*** Opening of Supplied data ***

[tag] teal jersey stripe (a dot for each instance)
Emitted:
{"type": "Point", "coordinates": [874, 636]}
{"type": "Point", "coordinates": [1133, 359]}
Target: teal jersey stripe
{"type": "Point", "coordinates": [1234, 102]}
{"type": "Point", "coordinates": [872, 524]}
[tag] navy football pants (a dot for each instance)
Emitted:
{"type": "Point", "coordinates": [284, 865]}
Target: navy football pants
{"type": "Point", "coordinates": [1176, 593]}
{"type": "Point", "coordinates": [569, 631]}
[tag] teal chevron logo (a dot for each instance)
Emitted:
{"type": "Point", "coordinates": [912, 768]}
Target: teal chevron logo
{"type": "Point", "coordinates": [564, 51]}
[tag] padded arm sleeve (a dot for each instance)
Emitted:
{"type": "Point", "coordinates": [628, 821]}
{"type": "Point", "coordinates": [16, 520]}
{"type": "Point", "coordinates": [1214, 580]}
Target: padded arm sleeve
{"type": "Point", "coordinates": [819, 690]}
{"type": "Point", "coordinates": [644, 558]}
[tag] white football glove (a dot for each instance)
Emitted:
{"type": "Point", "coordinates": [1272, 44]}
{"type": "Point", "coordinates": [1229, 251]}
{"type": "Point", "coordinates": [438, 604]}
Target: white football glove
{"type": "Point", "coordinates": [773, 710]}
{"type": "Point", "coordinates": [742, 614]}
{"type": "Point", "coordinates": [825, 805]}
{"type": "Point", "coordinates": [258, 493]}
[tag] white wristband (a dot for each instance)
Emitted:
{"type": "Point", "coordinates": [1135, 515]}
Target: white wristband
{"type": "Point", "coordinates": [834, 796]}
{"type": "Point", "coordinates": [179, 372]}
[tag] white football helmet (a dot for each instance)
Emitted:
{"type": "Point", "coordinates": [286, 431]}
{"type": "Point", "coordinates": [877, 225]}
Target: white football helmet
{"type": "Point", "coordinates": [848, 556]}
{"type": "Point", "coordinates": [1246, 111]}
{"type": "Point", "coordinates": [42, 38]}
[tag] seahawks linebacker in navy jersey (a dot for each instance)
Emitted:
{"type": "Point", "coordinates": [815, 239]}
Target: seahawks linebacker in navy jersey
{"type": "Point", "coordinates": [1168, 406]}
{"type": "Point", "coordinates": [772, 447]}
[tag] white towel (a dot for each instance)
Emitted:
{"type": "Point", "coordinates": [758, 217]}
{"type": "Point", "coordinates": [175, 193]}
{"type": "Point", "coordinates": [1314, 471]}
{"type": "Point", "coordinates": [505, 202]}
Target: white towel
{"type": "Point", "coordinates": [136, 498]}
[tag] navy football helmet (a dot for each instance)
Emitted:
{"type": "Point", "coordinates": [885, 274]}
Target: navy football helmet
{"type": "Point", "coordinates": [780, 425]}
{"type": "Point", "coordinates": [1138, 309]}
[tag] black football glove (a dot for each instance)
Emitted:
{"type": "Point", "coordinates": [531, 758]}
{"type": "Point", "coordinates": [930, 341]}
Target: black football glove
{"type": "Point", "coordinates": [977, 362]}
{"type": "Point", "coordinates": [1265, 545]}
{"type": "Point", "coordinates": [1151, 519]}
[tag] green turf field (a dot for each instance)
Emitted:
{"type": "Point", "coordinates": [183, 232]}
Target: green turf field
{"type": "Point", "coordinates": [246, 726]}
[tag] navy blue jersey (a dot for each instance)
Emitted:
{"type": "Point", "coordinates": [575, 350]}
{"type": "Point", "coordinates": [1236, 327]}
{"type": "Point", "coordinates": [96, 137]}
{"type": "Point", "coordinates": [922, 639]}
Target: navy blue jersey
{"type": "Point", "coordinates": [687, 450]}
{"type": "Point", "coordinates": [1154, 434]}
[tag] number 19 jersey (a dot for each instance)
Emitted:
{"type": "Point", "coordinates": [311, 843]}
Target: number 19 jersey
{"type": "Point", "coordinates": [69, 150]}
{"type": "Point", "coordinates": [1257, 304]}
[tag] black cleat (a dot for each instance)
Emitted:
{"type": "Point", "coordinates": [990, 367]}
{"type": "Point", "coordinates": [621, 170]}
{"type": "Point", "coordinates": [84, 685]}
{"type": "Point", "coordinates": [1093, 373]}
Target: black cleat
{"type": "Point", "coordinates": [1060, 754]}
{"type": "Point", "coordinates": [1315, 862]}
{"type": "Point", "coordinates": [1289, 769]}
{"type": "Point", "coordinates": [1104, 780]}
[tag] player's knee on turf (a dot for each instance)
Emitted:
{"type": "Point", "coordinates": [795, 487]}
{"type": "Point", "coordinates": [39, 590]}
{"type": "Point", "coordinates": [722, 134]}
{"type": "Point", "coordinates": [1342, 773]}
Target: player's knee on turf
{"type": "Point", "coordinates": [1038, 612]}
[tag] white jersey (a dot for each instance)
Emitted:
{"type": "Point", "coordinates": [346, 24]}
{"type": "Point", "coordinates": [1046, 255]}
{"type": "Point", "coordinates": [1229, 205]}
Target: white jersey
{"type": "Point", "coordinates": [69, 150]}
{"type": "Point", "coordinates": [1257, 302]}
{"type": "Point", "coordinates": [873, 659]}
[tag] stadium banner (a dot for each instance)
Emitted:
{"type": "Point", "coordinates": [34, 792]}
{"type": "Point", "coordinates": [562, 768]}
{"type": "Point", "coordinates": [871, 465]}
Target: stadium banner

*** Close of Supplied data ***

- **Your objective**
Set the records above down again, exactly as they read.

- **Problem solution**
[tag] teal jersey stripe (a dot for each instance)
Emitted:
{"type": "Point", "coordinates": [874, 636]}
{"type": "Point", "coordinates": [1133, 359]}
Target: teal jersey stripe
{"type": "Point", "coordinates": [1234, 102]}
{"type": "Point", "coordinates": [872, 524]}
[tag] navy football pants (a dot for each instance)
Emitted:
{"type": "Point", "coordinates": [284, 865]}
Target: navy football pants
{"type": "Point", "coordinates": [1176, 593]}
{"type": "Point", "coordinates": [569, 631]}
[tag] teal chevron logo (a dot for each instance)
Emitted:
{"type": "Point", "coordinates": [912, 768]}
Target: teal chevron logo
{"type": "Point", "coordinates": [564, 51]}
[tag] padded arm sleeve (a dot for each instance)
Emitted:
{"type": "Point", "coordinates": [628, 821]}
{"type": "Point", "coordinates": [16, 520]}
{"type": "Point", "coordinates": [1214, 580]}
Target: padded arm sleeve
{"type": "Point", "coordinates": [819, 690]}
{"type": "Point", "coordinates": [644, 558]}
[tag] white football glove (a dot for each instance)
Emitted:
{"type": "Point", "coordinates": [1272, 44]}
{"type": "Point", "coordinates": [1229, 251]}
{"type": "Point", "coordinates": [438, 604]}
Target: white football glove
{"type": "Point", "coordinates": [773, 710]}
{"type": "Point", "coordinates": [742, 614]}
{"type": "Point", "coordinates": [825, 805]}
{"type": "Point", "coordinates": [258, 493]}
[tag] white wristband (a dot for each instance)
Emitted:
{"type": "Point", "coordinates": [1135, 515]}
Target: white wristband
{"type": "Point", "coordinates": [834, 796]}
{"type": "Point", "coordinates": [179, 372]}
[tag] white football helmet (a dot for each instance)
Emitted:
{"type": "Point", "coordinates": [286, 431]}
{"type": "Point", "coordinates": [877, 225]}
Target: white football helmet
{"type": "Point", "coordinates": [848, 556]}
{"type": "Point", "coordinates": [1246, 111]}
{"type": "Point", "coordinates": [42, 38]}
[tag] seahawks linebacker in navy jersey (a dot for each instance)
Emitted:
{"type": "Point", "coordinates": [815, 239]}
Target: seahawks linebacker in navy jersey
{"type": "Point", "coordinates": [1168, 406]}
{"type": "Point", "coordinates": [772, 447]}
[tag] white towel (a dot for each instance)
Emitted:
{"type": "Point", "coordinates": [758, 217]}
{"type": "Point", "coordinates": [175, 193]}
{"type": "Point", "coordinates": [1314, 471]}
{"type": "Point", "coordinates": [505, 202]}
Target: white towel
{"type": "Point", "coordinates": [136, 498]}
[tag] navy football helmet (a dot for each instance)
Emitted:
{"type": "Point", "coordinates": [885, 274]}
Target: navy football helmet
{"type": "Point", "coordinates": [780, 425]}
{"type": "Point", "coordinates": [1138, 309]}
[tag] black football glove (a dot for each instance)
Emitted:
{"type": "Point", "coordinates": [531, 758]}
{"type": "Point", "coordinates": [930, 341]}
Target: black football glove
{"type": "Point", "coordinates": [977, 362]}
{"type": "Point", "coordinates": [1265, 545]}
{"type": "Point", "coordinates": [1151, 519]}
[tag] green turf field (a dot for each instance)
Emitted:
{"type": "Point", "coordinates": [183, 232]}
Target: green turf field
{"type": "Point", "coordinates": [246, 726]}
[tag] navy blue jersey (a dot for each instance)
Emitted:
{"type": "Point", "coordinates": [575, 350]}
{"type": "Point", "coordinates": [1236, 327]}
{"type": "Point", "coordinates": [96, 137]}
{"type": "Point", "coordinates": [922, 639]}
Target: navy blue jersey
{"type": "Point", "coordinates": [687, 450]}
{"type": "Point", "coordinates": [1154, 434]}
[tag] number 19 jersey (a dot for each instance)
Emitted:
{"type": "Point", "coordinates": [311, 843]}
Target: number 19 jersey
{"type": "Point", "coordinates": [69, 150]}
{"type": "Point", "coordinates": [1257, 304]}
[tag] black cleat (a dot for each instance)
Emitted:
{"type": "Point", "coordinates": [990, 367]}
{"type": "Point", "coordinates": [621, 170]}
{"type": "Point", "coordinates": [84, 685]}
{"type": "Point", "coordinates": [1093, 373]}
Target: black cleat
{"type": "Point", "coordinates": [1060, 754]}
{"type": "Point", "coordinates": [1315, 862]}
{"type": "Point", "coordinates": [1289, 769]}
{"type": "Point", "coordinates": [1104, 780]}
[tag] player's knee on turf (a dot for each instance)
Emitted:
{"type": "Point", "coordinates": [795, 487]}
{"type": "Point", "coordinates": [39, 590]}
{"type": "Point", "coordinates": [722, 134]}
{"type": "Point", "coordinates": [1342, 773]}
Target: player's knee on turf
{"type": "Point", "coordinates": [1038, 612]}
[tag] white jersey (a dot for each instance)
Emitted:
{"type": "Point", "coordinates": [346, 24]}
{"type": "Point", "coordinates": [1046, 255]}
{"type": "Point", "coordinates": [1229, 205]}
Target: white jersey
{"type": "Point", "coordinates": [69, 150]}
{"type": "Point", "coordinates": [1257, 302]}
{"type": "Point", "coordinates": [873, 659]}
[tag] stadium banner (a dot for each instance)
Emitted:
{"type": "Point", "coordinates": [34, 792]}
{"type": "Point", "coordinates": [562, 768]}
{"type": "Point", "coordinates": [871, 465]}
Target: stadium banner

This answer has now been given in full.